* **EXERCISE OBJECTIVE**: Print verbatim every line starting at the one that contains "of the table" and ending at the final line of the records; include both endpoints.

----

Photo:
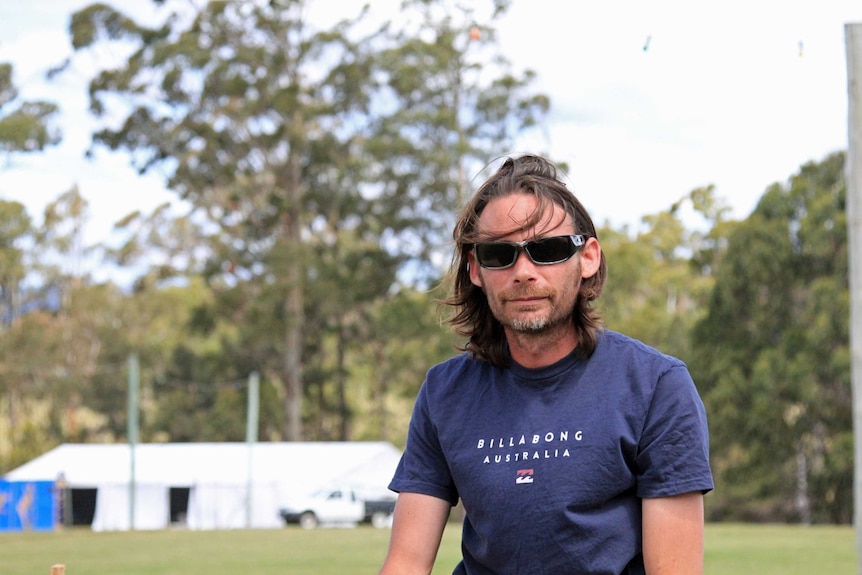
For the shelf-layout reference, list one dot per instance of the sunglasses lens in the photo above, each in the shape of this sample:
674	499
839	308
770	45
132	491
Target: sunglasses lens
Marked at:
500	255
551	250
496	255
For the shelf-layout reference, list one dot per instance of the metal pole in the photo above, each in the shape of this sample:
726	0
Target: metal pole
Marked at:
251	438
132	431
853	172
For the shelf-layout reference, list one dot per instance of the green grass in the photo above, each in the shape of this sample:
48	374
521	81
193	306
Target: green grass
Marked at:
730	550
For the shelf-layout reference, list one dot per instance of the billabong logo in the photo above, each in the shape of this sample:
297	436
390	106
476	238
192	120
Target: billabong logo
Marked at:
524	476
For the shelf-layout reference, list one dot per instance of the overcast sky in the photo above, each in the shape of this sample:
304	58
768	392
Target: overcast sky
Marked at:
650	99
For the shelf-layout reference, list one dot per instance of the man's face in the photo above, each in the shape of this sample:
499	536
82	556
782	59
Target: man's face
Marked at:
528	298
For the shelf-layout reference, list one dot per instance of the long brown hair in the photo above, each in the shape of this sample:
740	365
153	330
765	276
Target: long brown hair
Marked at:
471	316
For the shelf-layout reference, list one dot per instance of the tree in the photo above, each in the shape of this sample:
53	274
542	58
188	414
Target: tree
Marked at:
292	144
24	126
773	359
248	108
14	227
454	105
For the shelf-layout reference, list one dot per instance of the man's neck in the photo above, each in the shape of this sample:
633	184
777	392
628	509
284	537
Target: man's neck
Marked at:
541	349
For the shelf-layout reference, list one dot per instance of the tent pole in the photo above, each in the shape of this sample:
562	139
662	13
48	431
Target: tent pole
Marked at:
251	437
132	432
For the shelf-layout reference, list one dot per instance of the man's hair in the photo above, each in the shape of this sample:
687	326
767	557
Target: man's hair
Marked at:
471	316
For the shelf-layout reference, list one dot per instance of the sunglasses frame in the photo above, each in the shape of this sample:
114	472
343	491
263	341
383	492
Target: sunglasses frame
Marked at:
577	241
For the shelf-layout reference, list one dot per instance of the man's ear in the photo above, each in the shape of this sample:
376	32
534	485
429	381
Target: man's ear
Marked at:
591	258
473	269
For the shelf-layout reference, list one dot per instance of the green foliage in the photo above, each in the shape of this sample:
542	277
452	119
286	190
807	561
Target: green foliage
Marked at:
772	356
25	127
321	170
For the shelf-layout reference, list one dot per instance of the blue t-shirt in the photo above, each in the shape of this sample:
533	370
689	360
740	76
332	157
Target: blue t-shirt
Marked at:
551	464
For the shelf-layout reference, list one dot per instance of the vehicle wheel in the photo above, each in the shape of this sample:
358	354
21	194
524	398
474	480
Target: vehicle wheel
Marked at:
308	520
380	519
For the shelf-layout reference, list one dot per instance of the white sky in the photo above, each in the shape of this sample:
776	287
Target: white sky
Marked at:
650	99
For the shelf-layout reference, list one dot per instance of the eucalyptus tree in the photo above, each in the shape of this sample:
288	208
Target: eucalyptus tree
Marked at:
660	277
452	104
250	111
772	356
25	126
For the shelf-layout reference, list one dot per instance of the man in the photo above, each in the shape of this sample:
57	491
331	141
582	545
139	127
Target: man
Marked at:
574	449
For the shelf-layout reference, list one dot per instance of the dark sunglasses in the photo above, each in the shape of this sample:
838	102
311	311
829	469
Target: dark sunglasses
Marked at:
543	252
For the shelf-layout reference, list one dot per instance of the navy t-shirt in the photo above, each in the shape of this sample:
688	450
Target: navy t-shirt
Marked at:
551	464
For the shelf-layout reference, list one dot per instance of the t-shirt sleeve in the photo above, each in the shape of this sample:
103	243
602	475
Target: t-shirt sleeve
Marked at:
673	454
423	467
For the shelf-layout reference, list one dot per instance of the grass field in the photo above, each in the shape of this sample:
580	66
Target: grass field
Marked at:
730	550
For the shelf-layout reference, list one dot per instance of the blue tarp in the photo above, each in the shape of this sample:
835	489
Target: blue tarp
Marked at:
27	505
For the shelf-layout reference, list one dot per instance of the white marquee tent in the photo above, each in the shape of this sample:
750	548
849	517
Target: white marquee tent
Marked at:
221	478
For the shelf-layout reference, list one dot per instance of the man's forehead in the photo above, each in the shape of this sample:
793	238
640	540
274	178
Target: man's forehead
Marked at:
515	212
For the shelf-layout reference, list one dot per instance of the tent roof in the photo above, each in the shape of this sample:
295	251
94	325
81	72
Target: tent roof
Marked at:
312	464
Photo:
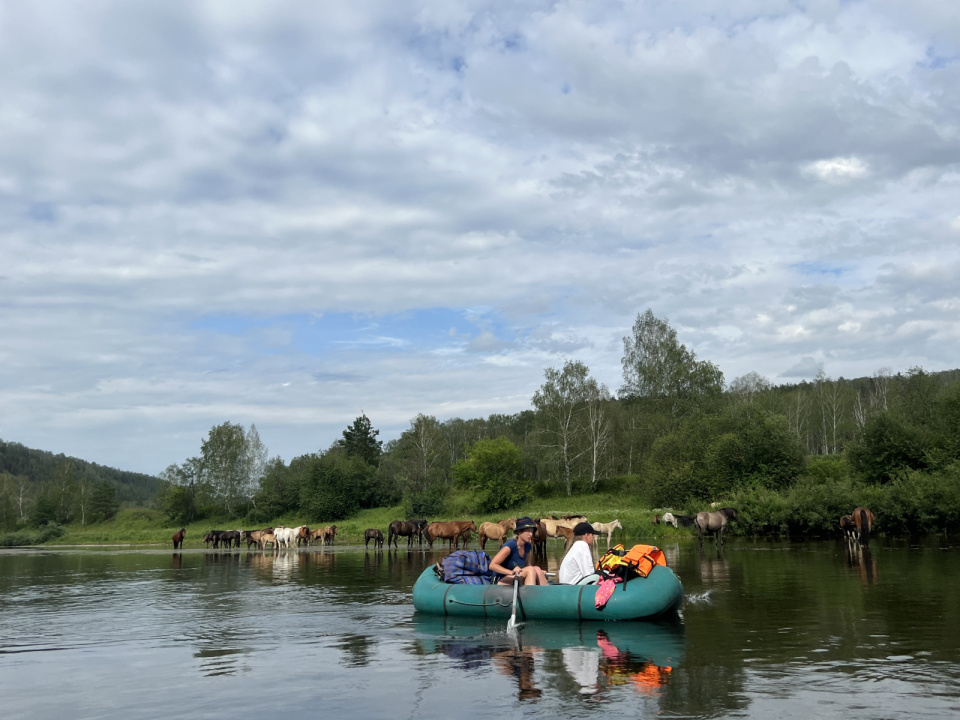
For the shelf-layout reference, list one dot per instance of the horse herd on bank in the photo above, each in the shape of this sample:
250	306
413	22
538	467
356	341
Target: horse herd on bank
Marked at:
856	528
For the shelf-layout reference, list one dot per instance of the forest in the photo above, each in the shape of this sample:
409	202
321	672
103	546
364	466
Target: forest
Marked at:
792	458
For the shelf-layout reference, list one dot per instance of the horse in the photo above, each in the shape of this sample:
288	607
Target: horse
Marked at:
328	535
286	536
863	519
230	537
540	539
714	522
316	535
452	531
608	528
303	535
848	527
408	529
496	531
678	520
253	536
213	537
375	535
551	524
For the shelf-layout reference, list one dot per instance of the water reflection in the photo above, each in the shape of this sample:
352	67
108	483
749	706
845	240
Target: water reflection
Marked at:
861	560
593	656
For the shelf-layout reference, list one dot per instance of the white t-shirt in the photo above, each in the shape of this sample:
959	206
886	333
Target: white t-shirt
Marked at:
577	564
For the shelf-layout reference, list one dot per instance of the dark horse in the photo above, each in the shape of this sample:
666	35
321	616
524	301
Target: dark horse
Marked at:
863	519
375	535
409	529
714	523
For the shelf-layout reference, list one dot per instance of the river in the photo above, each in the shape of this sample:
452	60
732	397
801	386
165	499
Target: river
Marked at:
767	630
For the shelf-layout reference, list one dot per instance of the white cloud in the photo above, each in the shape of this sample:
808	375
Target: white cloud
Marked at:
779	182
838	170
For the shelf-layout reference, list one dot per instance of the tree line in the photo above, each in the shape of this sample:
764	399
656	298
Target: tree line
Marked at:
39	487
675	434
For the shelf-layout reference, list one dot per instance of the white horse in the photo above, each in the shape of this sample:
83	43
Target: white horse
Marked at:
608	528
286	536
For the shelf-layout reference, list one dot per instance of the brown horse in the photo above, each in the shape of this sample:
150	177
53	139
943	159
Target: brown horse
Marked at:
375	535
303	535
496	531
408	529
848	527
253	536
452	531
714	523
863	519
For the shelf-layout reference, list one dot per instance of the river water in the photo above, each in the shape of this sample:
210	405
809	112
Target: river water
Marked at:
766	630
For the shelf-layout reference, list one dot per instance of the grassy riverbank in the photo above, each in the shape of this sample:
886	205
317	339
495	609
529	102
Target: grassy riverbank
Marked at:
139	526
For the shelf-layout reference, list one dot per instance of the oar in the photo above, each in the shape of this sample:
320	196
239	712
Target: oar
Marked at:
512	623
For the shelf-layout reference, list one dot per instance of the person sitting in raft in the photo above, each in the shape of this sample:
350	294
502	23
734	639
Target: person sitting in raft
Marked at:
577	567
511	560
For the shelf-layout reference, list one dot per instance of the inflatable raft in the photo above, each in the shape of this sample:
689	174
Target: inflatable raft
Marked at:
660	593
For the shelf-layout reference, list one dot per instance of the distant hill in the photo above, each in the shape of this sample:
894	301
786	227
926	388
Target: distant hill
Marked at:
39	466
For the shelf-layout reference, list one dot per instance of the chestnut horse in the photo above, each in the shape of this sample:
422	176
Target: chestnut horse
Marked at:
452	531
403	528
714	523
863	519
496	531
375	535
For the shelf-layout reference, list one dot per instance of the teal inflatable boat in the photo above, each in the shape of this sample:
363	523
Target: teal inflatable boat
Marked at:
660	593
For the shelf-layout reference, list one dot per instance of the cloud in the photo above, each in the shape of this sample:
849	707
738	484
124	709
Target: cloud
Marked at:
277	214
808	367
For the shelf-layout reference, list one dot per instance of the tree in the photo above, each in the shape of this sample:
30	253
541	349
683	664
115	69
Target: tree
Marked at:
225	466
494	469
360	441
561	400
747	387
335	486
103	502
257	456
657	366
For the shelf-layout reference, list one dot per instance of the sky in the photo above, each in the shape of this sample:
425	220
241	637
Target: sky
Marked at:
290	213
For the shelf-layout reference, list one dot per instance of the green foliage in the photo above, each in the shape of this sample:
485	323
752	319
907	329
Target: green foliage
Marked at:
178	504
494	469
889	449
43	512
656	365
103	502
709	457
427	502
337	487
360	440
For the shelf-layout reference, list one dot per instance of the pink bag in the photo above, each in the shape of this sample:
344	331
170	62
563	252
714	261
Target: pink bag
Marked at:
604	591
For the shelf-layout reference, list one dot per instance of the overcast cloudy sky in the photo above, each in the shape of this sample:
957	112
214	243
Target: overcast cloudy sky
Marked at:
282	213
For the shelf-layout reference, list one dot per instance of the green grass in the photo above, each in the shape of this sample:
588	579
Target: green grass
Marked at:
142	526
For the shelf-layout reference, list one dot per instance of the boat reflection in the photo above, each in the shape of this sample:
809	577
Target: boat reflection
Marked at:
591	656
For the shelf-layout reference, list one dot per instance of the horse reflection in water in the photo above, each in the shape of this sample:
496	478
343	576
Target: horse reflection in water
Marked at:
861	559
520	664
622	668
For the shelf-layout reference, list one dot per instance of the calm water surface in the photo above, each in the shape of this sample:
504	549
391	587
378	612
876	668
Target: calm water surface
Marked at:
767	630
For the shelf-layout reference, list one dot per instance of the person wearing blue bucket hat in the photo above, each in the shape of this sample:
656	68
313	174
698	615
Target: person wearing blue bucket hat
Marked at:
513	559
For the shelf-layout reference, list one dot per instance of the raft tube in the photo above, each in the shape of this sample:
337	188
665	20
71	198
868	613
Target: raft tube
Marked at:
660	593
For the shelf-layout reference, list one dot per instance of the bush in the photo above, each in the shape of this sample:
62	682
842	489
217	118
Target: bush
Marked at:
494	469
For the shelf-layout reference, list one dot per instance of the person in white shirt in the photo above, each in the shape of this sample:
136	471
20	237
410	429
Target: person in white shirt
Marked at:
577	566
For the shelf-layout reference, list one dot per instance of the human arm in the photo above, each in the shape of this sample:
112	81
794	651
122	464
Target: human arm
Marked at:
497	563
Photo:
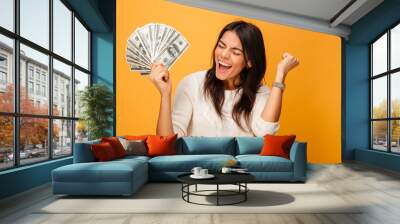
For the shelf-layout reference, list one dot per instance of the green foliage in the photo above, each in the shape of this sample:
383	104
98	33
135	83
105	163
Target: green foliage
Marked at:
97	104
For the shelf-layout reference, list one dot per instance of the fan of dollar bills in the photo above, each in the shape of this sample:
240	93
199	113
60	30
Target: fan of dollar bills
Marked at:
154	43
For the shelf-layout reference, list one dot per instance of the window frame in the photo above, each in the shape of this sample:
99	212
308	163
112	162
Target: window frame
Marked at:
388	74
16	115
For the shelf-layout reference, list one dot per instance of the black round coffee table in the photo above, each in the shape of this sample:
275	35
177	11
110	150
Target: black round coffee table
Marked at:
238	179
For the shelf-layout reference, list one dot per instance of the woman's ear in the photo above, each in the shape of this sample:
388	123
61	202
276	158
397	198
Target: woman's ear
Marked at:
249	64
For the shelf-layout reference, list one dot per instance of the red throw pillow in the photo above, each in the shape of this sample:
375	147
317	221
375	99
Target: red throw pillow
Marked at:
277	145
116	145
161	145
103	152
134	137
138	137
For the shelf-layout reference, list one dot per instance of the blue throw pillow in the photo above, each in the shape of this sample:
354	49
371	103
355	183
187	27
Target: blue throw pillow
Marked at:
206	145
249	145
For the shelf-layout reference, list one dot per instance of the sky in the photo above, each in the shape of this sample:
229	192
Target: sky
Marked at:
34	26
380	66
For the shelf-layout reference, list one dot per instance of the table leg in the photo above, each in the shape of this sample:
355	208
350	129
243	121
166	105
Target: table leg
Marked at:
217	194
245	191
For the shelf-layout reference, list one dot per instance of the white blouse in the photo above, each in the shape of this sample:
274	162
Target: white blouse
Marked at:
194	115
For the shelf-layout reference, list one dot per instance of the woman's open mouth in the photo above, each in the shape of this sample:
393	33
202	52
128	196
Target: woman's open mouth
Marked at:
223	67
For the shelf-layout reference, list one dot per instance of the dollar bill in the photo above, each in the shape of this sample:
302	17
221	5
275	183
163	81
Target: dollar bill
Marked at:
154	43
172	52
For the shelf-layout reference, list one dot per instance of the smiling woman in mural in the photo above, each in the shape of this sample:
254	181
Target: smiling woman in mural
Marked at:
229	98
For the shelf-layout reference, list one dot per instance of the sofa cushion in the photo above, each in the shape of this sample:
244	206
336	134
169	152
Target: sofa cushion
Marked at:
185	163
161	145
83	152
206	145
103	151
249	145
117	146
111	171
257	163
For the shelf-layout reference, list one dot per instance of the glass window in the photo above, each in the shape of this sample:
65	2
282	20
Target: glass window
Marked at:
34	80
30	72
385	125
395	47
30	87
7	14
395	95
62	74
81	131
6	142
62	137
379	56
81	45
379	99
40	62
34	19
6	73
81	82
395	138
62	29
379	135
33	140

----

* **EXERCISE OUTPUT**:
For the shelf-layout reference, list one dot per instance of the table leg in the photo above, each in the shape of this sample:
355	208
350	129
243	121
166	105
Target: table leg
Marked at:
217	194
245	191
For the shelf-layout reference, list one dot per instance of the white blouse in the photo above, each in the shape of this sample:
274	162
Target: white blouse
Marked at:
194	115
For the shelf-layout reference, list one dot per instance of the woman's open mouth in the photo above, each in the shape of this sample:
393	33
202	52
128	196
Target: woman's open mouth
Marked at:
223	67
For the shelf-layout reference, list one dot per instance of the dollar bill in the photo above, each in the shape of this sample:
302	17
221	5
275	183
163	81
Target: dollar bill
Marked at:
154	43
172	52
For the shelf-layout reference, list one dot per instance of the smiling woman in mural in the photo above, each in the shape of this sample:
254	181
Target: smiling woman in mural
Marked at:
229	98
For the shelf-layout reference, list one dot per instance of the sofa cushion in the photo above, each in the shape of this sample:
244	206
336	134
169	152
Target: sofa cushion
Marked at:
185	163
161	145
83	152
206	145
103	151
249	145
117	146
111	171
257	163
For the shelf-layout reference, list one dot per instance of the glass window in the photo above, each in the shape of this sample:
65	2
282	20
Target: glass window
Marked at:
34	80
30	72
385	125
395	47
30	87
7	14
395	95
62	74
81	131
6	142
62	137
379	56
81	45
379	99
40	62
34	19
6	73
81	82
395	138
62	29
379	135
33	140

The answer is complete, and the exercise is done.